__Raw data__:
## begin
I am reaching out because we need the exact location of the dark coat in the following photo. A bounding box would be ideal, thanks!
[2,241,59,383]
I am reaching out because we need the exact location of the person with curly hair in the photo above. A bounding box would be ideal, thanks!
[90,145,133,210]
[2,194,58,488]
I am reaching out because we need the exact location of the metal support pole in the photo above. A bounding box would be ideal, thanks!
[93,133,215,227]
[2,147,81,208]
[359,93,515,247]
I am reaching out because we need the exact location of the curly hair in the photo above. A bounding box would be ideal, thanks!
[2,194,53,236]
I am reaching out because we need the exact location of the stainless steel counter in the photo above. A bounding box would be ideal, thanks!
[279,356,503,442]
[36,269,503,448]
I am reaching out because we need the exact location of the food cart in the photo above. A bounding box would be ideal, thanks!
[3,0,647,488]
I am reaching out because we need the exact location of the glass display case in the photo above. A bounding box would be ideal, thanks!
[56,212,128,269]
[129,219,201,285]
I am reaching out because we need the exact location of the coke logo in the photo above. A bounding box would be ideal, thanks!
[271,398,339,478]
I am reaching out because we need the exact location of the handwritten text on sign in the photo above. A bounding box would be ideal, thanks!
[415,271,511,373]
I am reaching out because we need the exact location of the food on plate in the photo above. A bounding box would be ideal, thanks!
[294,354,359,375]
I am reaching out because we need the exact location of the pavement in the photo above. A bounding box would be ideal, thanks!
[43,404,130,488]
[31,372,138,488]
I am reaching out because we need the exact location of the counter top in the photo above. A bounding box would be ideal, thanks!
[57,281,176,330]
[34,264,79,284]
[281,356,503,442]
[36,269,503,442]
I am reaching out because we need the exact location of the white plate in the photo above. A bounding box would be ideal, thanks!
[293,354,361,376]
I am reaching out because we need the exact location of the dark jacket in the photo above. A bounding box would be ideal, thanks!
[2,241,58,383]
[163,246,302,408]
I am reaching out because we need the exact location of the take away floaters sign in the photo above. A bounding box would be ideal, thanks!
## end
__Problem description__: Reproduce the data above with every occurrence of "ideal" replaced by "helpful", keeping everything else unchanged.

__Full response__:
I am reaching out because we need the exact location of the dark coat in the following photo. A bounding box would be helpful, thanks!
[2,241,59,383]
I am reaching out because we need the exact location of the person with curly hair in the photo above. A bounding box would be helpful, thanks!
[90,145,133,210]
[2,194,58,488]
I am reaching out because we need the exact location of the metal support pole in the photo above. A bounding box would be helpful, thanks!
[93,133,215,227]
[2,147,81,208]
[359,93,515,247]
I am reaching out because we need the exact location of the curly hair in the photo above. A bounding box would be helpful, thanks!
[2,194,53,236]
I am reaching out because we need the exact location of the stainless steel counter in the photo above. A bounding box would be helpful, thanks!
[279,356,503,442]
[36,269,503,448]
I am reaching out because we need the exact location of the food cart in the photo above. A bounding box would be helpful, thanks!
[3,0,647,488]
I am reaching out because we need the exact location of the glass display case in the photo above. A bounding box would be helpful, thanks!
[56,212,128,269]
[129,219,201,285]
I am reaching out because we need the exact location of the coke logo in the photo above. A bounding box would be helpful, thanks!
[271,398,339,478]
I am reaching out because we need the exact location of the handwritten text on sign in the photo above. A bounding box would be helpful, thanks!
[415,271,511,373]
I am reaching out because we need the exact location of the food on plate in the photo above. A bounding box would be helpful, thanks!
[294,354,359,375]
I am reaching out because we need the exact location of the pavement in the photo above. A bounding box would be helpful, thanks!
[43,404,130,488]
[31,372,138,488]
I am reaching out because we need the exact location of the counter top in the photo above. A bounding box would be helpful, thanks!
[57,281,176,330]
[34,264,79,284]
[281,356,503,442]
[36,269,503,442]
I am reaching out because we need the exact location of the white plate in the photo above. A bounding box would be helpful, thanks!
[293,354,361,376]
I am reaching out because we need the exact location of the dark jacket in the photo above. A bounding box would be helpful, thanks!
[2,241,58,383]
[163,246,302,408]
I am reaching out because we need the exact location of the take away floaters sign in the photo above. A bounding box would be helpful, thanks!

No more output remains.